Document passage:
::::::

Have you seen the phones sold at the MVNO’s like MetroPCS, Boost Mobile, and whoever Walmart uses? You’re in a bubble if you don’t see all of the people with less income who don’t go to the major carriers.

And you can quote websites, but is there precedent in the last 50 years that the government has ever gone after a company with 50% market share?


And those MVNOs also sell older models of iPhones, which would seem to contradict the root assertion that Apple is only chasing market growth by selling luxury phones, and not also seeking to gain customers who buy last year's (or earlier's) iPhone.


What if the other business is taking benefits and agreeing to contracts, then breaks that contract? Isn’t that called a contract violation?

Epic could make their own platform to sell games on, but they want the market Apple has built and the devices Apple has created.

The courts will decide, and since for decades courts have sided with platform creators being allowed to police content and charge access fees (SEGA, Nintendo, and later Sony, all have such cases), I think Epic will lose.

Despite some claims Apple has some monopoly, their share of mobile is far too small to count as such. I expect the courts to tell Epic to sell Android only if they don’t like Apple terms.

::::::

Given data:
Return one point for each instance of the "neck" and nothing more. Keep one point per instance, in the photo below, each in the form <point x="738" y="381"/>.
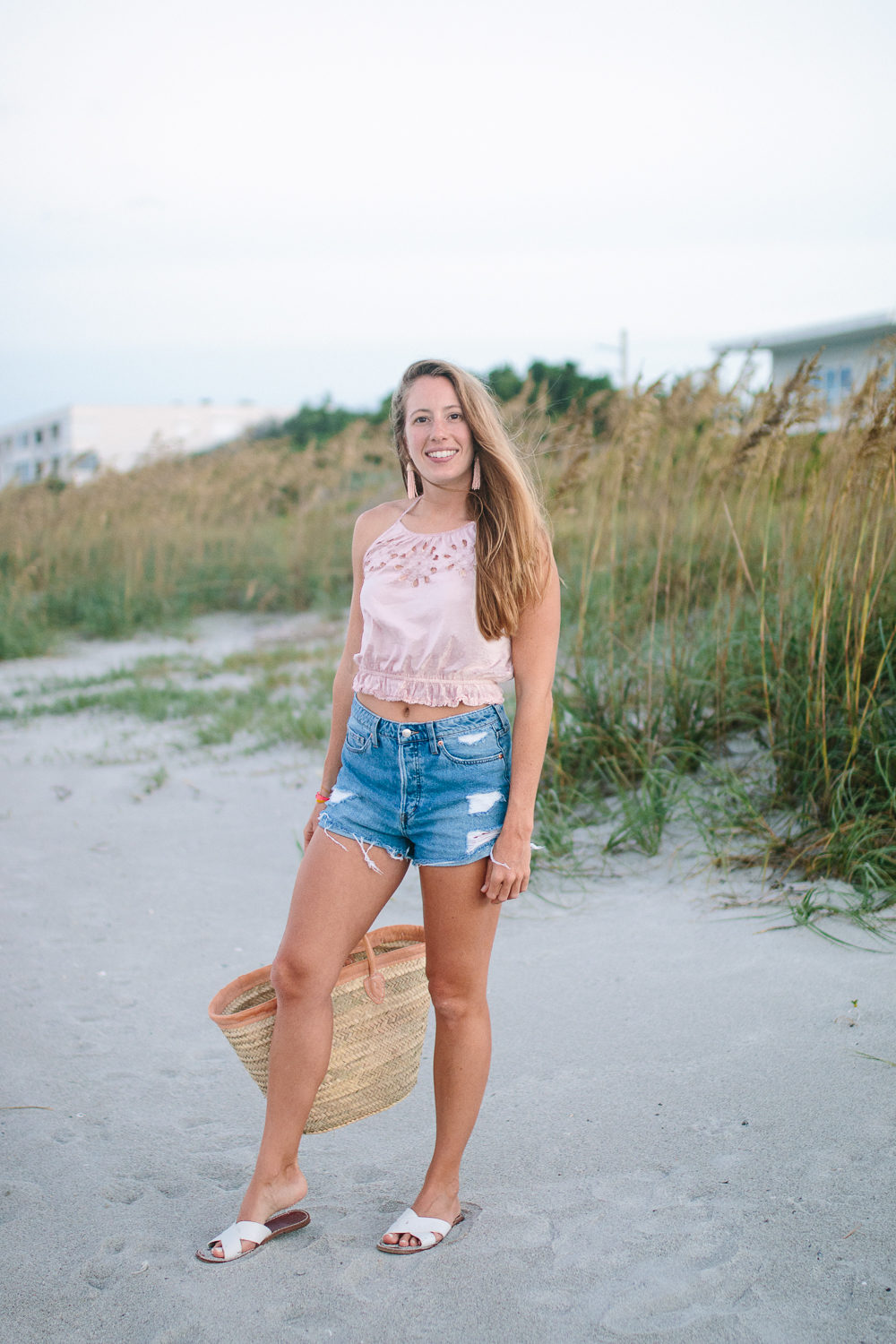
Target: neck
<point x="443" y="508"/>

::::::

The tasks:
1. In the Apple and Epic discussion above, which companies are named as platform creators that courts have sided with? List all of them.
2. For each statement, say whether it agrees with the Apple and Epic discussion above. Answer yes or no, and quote the words from the discussion that decide it.
(a) The MVNOs sell older models of iPhones.
(b) The writer expects the courts to rule in Epic's favor.
(c) Apple's share of mobile is large enough to count as a monopoly.

Outputs in order:
1. SEGA, Nintendo, Sony

2.
(a) Yes: "those MVNOs also sell older models of iPhones"
(b) No: "I think Epic will lose."
(c) No: "their share of mobile is far too small to count as such"